-- START Record list --
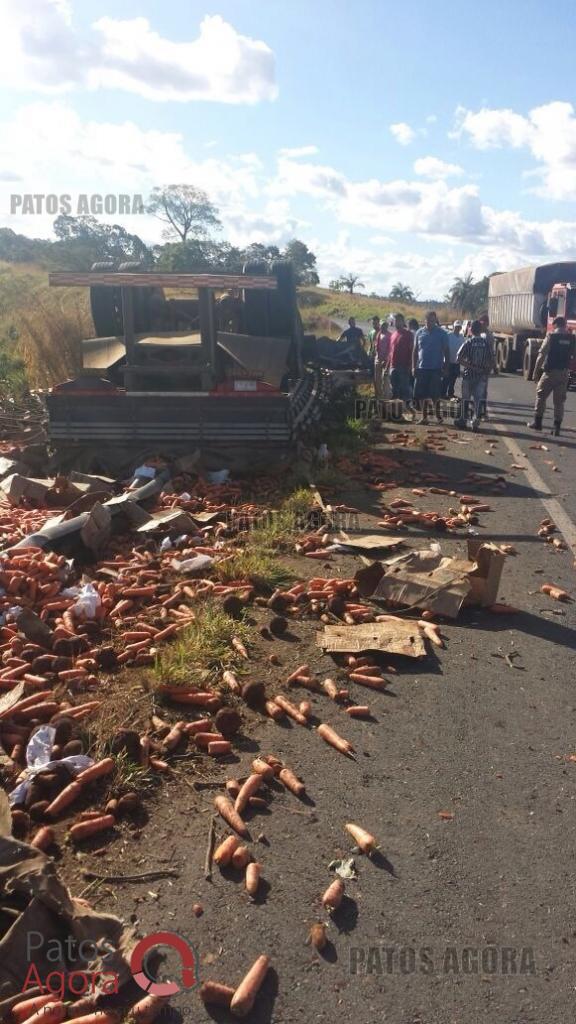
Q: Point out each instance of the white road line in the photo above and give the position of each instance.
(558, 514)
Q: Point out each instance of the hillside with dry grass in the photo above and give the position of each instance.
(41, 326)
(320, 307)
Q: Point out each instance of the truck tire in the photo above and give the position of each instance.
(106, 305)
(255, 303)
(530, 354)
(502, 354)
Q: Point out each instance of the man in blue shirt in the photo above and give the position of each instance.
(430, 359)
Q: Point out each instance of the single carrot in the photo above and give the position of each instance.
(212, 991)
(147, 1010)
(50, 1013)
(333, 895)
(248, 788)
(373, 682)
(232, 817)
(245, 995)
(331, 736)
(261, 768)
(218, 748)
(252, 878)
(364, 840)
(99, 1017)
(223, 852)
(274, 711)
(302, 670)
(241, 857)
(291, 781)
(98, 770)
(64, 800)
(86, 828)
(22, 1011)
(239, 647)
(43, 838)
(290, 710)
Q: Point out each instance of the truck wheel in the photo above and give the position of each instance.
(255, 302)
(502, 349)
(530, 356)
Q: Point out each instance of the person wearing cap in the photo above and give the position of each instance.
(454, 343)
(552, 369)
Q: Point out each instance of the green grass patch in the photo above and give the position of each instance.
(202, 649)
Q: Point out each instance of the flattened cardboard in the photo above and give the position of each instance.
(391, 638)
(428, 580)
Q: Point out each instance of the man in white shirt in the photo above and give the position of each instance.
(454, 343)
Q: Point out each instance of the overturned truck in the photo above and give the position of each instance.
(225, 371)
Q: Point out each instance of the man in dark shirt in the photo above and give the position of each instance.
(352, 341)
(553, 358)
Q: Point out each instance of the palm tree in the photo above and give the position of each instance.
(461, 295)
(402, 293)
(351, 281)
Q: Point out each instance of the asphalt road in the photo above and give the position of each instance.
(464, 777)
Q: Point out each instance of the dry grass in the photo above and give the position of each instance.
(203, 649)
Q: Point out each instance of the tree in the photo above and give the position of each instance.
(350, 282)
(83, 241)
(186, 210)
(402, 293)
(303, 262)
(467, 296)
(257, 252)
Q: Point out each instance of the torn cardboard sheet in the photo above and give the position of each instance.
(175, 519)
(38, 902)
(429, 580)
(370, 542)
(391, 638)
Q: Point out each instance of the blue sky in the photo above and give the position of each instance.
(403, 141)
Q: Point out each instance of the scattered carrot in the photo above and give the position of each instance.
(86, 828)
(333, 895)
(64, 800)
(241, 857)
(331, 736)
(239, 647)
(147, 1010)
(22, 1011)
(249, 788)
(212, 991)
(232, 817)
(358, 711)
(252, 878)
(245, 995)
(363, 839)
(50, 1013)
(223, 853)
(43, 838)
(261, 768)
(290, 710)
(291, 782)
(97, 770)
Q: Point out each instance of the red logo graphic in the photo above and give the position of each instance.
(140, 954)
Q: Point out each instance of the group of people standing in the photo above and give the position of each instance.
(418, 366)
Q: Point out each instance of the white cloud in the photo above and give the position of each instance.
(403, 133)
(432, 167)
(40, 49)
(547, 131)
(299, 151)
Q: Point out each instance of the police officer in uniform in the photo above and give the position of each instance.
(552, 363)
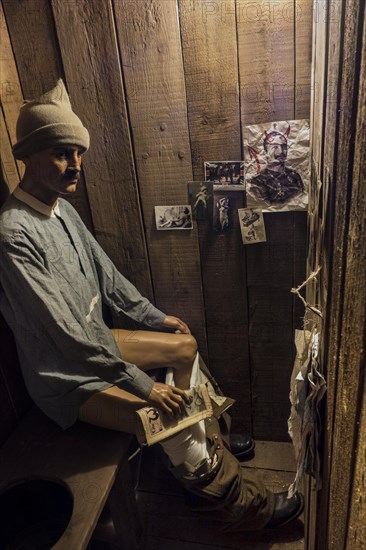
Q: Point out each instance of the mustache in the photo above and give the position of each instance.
-- END Record list --
Task instructions: Put every line of the items above into a JSON list of strings, one string per line, with blank lines and the pictures left out.

The completed task:
[
  "Q: Point out each instance of the white road line in the photo above and give the position of each instance.",
  "(558, 514)",
  "Q: Point out each instance of the hillside with dry grass in the photo above and give the position of each instance.",
  "(41, 326)",
  "(320, 307)",
  "Q: Point out each instance of the truck tire in the photo above and give the position of each instance.",
  "(106, 305)",
  "(255, 303)",
  "(530, 354)",
  "(502, 354)",
  "Q: Point out each instance of the man in blue shirt in the photo above and give the position of each instance.",
  "(430, 359)",
  "Q: Point out each instance of the single carrot in the photo above and give the position of each instance.",
  "(212, 991)",
  "(147, 1010)",
  "(50, 1013)",
  "(333, 895)",
  "(248, 788)",
  "(373, 682)",
  "(232, 817)",
  "(245, 995)",
  "(331, 736)",
  "(261, 768)",
  "(218, 748)",
  "(252, 878)",
  "(364, 840)",
  "(99, 1017)",
  "(223, 852)",
  "(274, 711)",
  "(302, 670)",
  "(241, 857)",
  "(291, 781)",
  "(98, 770)",
  "(64, 800)",
  "(86, 828)",
  "(22, 1011)",
  "(239, 647)",
  "(43, 838)",
  "(290, 710)",
  "Q: Point out each instance of the truck wheel in the photo above and give the position of each instance.",
  "(255, 302)",
  "(502, 349)",
  "(530, 356)",
  "Q: Point out each instance of the person wearing cap in the photo above and give the position of each instance.",
  "(454, 343)",
  "(552, 369)",
  "Q: Point out each instance of the green grass patch in the photo above and give the position of each instance.",
  "(202, 649)",
  "Q: Point out each instance of the flattened cardboard in the photo above and give the position of each instance.",
  "(391, 638)",
  "(428, 580)",
  "Q: Point out each instance of the man in white shirt in the photo above and give the position of each instance.",
  "(454, 343)",
  "Q: Point out each instance of the overturned truck in the photo above and give the position of each instance.",
  "(225, 371)",
  "Q: Point out each instance of the man in dark shirt in the photo above and give the position of each instance.",
  "(352, 341)",
  "(553, 358)",
  "Q: Point out each instance of the palm tree in the photo above and give the position of each instance.",
  "(461, 295)",
  "(402, 293)",
  "(351, 281)",
  "Q: Point out each instance of the asphalt road in the photo above and give the position of each instance.",
  "(464, 777)",
  "Q: Point out each instance of the dry grass in the photo above and give the position of each instance.",
  "(203, 649)",
  "Q: Point out each instance of the tree in the photo above and give the position of each instance.",
  "(350, 282)",
  "(83, 241)",
  "(186, 210)",
  "(402, 293)",
  "(303, 262)",
  "(467, 296)",
  "(257, 252)",
  "Q: Point out each instance of the torn cardboard sheet in the photo above and give the position of each instance.",
  "(175, 519)",
  "(38, 902)",
  "(429, 580)",
  "(370, 542)",
  "(391, 638)",
  "Q: Point out each instance of the blue sky in the photo above and give the position of each instance.",
  "(403, 141)",
  "Q: Point out each instance of the scattered carrot in the photo above and give the position of each instance.",
  "(86, 828)",
  "(333, 895)",
  "(64, 800)",
  "(241, 857)",
  "(331, 736)",
  "(239, 647)",
  "(147, 1010)",
  "(22, 1011)",
  "(249, 788)",
  "(212, 991)",
  "(232, 817)",
  "(358, 711)",
  "(252, 878)",
  "(245, 995)",
  "(363, 839)",
  "(50, 1013)",
  "(223, 853)",
  "(43, 838)",
  "(261, 768)",
  "(290, 710)",
  "(291, 782)",
  "(97, 770)",
  "Q: Point out each instance of the red logo graphic in the photo above and give the position of each instance.",
  "(140, 954)",
  "Q: Point out each instance of the group of people standing in the photo above and give the position of each instance.",
  "(418, 366)",
  "Q: Point out each instance of the white cloud in the photo above and give the position of each instance.",
  "(403, 133)",
  "(432, 167)",
  "(40, 49)",
  "(547, 131)",
  "(299, 151)",
  "Q: Point out each instance of the police officer in uniform in the photo above and give the position of each instance.",
  "(552, 363)",
  "Q: Point out each instance of the mustache in the photo above and give the position of each instance."
]